▽
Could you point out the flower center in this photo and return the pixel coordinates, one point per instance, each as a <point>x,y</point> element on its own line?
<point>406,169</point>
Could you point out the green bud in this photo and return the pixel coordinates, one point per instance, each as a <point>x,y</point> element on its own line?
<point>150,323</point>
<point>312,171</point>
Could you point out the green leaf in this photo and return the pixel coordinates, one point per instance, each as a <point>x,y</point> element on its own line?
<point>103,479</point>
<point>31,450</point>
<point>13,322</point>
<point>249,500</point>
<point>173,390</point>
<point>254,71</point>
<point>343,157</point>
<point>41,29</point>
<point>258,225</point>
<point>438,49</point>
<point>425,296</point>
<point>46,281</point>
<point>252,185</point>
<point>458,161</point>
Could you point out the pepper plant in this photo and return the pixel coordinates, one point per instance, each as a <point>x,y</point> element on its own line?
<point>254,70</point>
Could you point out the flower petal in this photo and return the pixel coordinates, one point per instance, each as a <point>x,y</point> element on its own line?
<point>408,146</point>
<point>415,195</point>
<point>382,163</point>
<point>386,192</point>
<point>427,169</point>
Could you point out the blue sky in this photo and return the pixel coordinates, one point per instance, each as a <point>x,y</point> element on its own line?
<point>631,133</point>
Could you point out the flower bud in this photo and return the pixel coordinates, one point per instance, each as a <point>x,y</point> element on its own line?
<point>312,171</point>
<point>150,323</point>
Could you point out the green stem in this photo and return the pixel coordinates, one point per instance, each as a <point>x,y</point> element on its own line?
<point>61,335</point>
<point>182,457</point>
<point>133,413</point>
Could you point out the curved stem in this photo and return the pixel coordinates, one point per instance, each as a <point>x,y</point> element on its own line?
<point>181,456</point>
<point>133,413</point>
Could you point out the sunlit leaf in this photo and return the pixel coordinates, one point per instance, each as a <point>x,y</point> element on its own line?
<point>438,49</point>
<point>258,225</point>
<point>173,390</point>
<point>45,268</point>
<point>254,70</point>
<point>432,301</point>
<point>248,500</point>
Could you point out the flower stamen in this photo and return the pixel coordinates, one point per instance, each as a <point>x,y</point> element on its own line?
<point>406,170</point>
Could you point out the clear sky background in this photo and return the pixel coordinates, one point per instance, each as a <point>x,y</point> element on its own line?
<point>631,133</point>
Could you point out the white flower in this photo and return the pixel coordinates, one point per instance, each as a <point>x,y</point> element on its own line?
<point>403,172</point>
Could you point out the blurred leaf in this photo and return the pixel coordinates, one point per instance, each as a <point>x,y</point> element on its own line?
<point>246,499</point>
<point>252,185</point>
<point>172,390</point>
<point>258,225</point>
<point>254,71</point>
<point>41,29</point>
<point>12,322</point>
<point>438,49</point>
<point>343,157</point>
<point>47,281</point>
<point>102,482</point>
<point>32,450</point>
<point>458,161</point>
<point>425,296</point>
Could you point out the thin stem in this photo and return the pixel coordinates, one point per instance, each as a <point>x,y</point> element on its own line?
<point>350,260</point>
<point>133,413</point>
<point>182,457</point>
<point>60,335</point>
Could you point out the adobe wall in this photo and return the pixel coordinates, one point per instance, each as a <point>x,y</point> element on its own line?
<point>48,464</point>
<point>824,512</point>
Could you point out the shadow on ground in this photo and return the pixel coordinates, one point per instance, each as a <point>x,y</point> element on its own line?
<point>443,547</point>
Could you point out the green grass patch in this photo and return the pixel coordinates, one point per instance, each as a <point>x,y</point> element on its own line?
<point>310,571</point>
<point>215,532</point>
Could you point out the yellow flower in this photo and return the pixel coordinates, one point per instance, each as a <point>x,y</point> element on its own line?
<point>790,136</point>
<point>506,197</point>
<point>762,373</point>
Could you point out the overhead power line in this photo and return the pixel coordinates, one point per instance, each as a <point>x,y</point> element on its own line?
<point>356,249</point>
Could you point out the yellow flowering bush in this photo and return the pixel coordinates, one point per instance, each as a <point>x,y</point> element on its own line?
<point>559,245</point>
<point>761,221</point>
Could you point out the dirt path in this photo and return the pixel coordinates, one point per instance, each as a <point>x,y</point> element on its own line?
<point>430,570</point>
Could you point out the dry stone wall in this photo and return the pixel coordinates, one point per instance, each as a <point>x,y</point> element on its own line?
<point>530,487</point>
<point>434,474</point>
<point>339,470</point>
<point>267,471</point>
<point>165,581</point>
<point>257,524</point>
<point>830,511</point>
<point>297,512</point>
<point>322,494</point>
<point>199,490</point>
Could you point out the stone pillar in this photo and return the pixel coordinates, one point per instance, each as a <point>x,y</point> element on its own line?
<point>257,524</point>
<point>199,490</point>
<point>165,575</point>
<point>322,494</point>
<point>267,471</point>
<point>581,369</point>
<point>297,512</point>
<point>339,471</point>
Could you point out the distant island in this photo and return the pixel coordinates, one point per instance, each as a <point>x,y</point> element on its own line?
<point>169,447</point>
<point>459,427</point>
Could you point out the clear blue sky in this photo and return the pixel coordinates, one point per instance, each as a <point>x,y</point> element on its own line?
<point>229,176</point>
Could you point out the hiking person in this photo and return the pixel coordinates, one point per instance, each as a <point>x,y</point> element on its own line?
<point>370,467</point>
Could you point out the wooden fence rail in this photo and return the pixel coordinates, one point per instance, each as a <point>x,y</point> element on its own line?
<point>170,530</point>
△
◆ Your task
Give back each entry so that it matches the original word for word.

◆ Output of the task
Could you point out the flower center in this photo and return the pixel coordinates, one point per instance, each as a <point>x,y</point> element on its own line?
<point>406,169</point>
Could you point out the green bud in this photo and return the pixel coordinates, one point per instance, each as a <point>x,y</point> element on its own line?
<point>150,323</point>
<point>312,171</point>
Could you point out the green leaf in this photo and return the pixel coordinates, one point per instance, each as a <point>x,y</point> element on its own line?
<point>103,479</point>
<point>31,450</point>
<point>13,322</point>
<point>249,500</point>
<point>173,390</point>
<point>254,71</point>
<point>343,157</point>
<point>41,29</point>
<point>258,225</point>
<point>438,49</point>
<point>425,296</point>
<point>46,281</point>
<point>252,185</point>
<point>458,161</point>
Could you point out the pepper plant in this photo and return the pixel coordinates, one point per instance, each as a <point>x,y</point> element on its own line?
<point>254,70</point>
Could you point out the flower petal in this photo and return the pixel coordinates, one point per instance, each as a <point>x,y</point> element on its own line?
<point>408,146</point>
<point>415,195</point>
<point>382,163</point>
<point>386,192</point>
<point>427,169</point>
Could you point out the blue sky in this photo and return the pixel coordinates, one point per instance, each as a <point>x,y</point> element on its own line?
<point>631,133</point>
Could you point out the flower bud in this photo and return the pixel coordinates, one point per instance, each as a <point>x,y</point> element on its own line?
<point>312,171</point>
<point>150,323</point>
Could you point out the green stem in this photo and return the pixel coordinates, one point per instance, each as a <point>x,y</point> element on its own line?
<point>61,335</point>
<point>182,457</point>
<point>133,413</point>
Could you point out the curved stem in this photo and return the pixel coordinates, one point per instance, each as a <point>x,y</point> element on its own line?
<point>181,456</point>
<point>133,413</point>
Could you point out the sunlit leaf in this photo and return the pixel coordinates, one point per instance, each as a <point>x,y</point> element on its own line?
<point>438,49</point>
<point>258,225</point>
<point>173,390</point>
<point>45,268</point>
<point>254,70</point>
<point>432,301</point>
<point>248,500</point>
Could you point out the flower stamen in this photo and return the pixel coordinates, one point per instance, each as a <point>x,y</point> element on its own line?
<point>406,170</point>
Could you point out the clear sky background in this photo and return the pixel coordinates, one point per instance, each as a <point>x,y</point> element on its own line?
<point>631,133</point>
Could you point out the white flower in this photo and return the pixel coordinates, one point per instance, each as a <point>x,y</point> element on its own line?
<point>403,172</point>
Could you point out the blurred leaf in this photo and return the pixel coordinates, one point per instance, each as a <point>x,y</point> element on its own line?
<point>246,499</point>
<point>252,185</point>
<point>172,390</point>
<point>258,225</point>
<point>254,71</point>
<point>41,29</point>
<point>12,322</point>
<point>438,49</point>
<point>343,157</point>
<point>47,281</point>
<point>102,482</point>
<point>32,450</point>
<point>458,161</point>
<point>425,296</point>
Could you point out the thin stem in this photo and return the pixel coordinates, one point per instance, each as a <point>x,y</point> element on its own line?
<point>350,260</point>
<point>133,413</point>
<point>182,457</point>
<point>60,335</point>
Could you point out the adobe wall in this photo and return the pixel coordinates, one point per instance, each as a <point>x,y</point> element on its own line?
<point>48,464</point>
<point>824,512</point>
Could you point out the shadow on ground in this photo and return the pixel coordinates, one point per instance, each as a <point>x,y</point> element on its own line?
<point>443,547</point>
Could you point out the green grass patch in this photo and return the pixel coordinates, one point per instance, each as a <point>x,y</point> element on its own line?
<point>310,571</point>
<point>215,532</point>
Could you point out the yellow flower in this photo and return the pixel coordinates, one point per instance, each as a <point>x,y</point> element on its own line?
<point>790,136</point>
<point>506,197</point>
<point>762,373</point>
Could you point out the overhead power line in this photo and return the pixel coordinates, one point per instance, each as a <point>x,y</point> element on its own line?
<point>356,249</point>
Could you point out the yellow flowering bush in this photo and return the pixel coordinates, one point per instance, each as a <point>x,y</point> element on its own line?
<point>559,245</point>
<point>761,221</point>
Could you point out the dirt path in this photo and return the pixel coordinates, one point per instance, each as a <point>x,y</point> element on its own line?
<point>430,570</point>
Could you point out the dry stone wall in this photo and return the pixel coordinates, one point per instance, each as a <point>x,y</point> element on its own line?
<point>530,487</point>
<point>434,474</point>
<point>339,470</point>
<point>267,471</point>
<point>165,581</point>
<point>257,524</point>
<point>830,511</point>
<point>297,512</point>
<point>322,494</point>
<point>199,490</point>
Could you point out the stone pillar in this photo and return the pixel coordinates, one point per instance, each as a <point>x,y</point> element on its own line?
<point>257,524</point>
<point>199,490</point>
<point>165,575</point>
<point>322,494</point>
<point>267,471</point>
<point>581,369</point>
<point>297,512</point>
<point>339,471</point>
Could you point out the distant island in this photo and return the pixel coordinates, one point per instance, each as a <point>x,y</point> element on its own line?
<point>169,447</point>
<point>459,427</point>
Could you point out the clear blue sky in this photo and return the pixel coordinates, one point per instance, each as a <point>x,y</point> element on its own line?
<point>229,176</point>
Could you point out the hiking person in this photo and return the pixel coordinates, one point per instance, each as a <point>x,y</point> element on its own line?
<point>370,467</point>
Could you point out the wooden fence rail in this photo and return the pixel coordinates, one point per instance, each as a <point>x,y</point> element on its own line?
<point>170,530</point>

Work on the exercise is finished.